## begin DATA

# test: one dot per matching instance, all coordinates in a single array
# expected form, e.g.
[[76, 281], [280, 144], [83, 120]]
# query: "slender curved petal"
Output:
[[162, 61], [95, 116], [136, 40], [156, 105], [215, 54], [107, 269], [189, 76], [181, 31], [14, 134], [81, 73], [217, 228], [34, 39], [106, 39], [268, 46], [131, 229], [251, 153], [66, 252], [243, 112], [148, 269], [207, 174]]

## end DATA

SHORT TASK: Switch "petal" to "leaf" throughout the material, and reproduce all of it with every other part left as it is.

TASK ANSWER:
# test: one dot per matching instance, all coordinates in a single array
# expected form, e.g.
[[76, 281], [280, 144], [83, 120]]
# query: "slender curved leaf"
Output:
[[162, 61], [95, 116], [136, 40], [156, 105], [215, 54], [107, 269], [189, 76], [181, 31], [14, 134], [81, 73], [217, 228], [34, 39], [106, 39], [268, 46], [131, 229], [251, 153], [66, 252], [243, 112], [148, 269], [207, 174]]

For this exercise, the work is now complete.